(Work required) Copy out every line of the listing below, keeping each one word for word.

— Start of Given information —

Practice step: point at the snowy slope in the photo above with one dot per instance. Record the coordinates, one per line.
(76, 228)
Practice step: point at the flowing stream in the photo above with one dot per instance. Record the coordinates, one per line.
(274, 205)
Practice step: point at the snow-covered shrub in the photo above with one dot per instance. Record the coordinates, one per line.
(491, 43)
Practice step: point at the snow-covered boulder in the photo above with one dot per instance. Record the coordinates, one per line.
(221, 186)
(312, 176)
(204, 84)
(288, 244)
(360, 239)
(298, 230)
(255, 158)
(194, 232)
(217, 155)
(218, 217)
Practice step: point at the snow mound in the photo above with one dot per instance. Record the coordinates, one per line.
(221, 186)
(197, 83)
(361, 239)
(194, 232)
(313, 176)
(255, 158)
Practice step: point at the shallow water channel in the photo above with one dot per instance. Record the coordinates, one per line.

— End of Given information —

(Response)
Practice step: point at the snowy slope in the photo above with one dot per instance. Record the coordinates, one per line.
(76, 228)
Practice step: point at the flowing stream in the photo above with one dot per instance. Record the coordinates, one per line.
(274, 205)
Practice step: point at the snow-covered shrub in the photo above with one dot per instance. Record the coordinates, one per line.
(491, 43)
Practice step: point at the snow-covered boulder in the photo above with one dot per instance. Record the coordinates, one per line.
(221, 186)
(312, 176)
(204, 84)
(288, 244)
(360, 239)
(298, 230)
(255, 158)
(194, 232)
(217, 155)
(218, 217)
Practice step: point at the snow mound in the photo above with one dot per instance. Record the coordinates, one per line.
(221, 186)
(197, 83)
(361, 239)
(194, 232)
(313, 176)
(255, 158)
Practice step: point at the shallow water channel in the photo above with one dot per instance. Record the coordinates, one per line.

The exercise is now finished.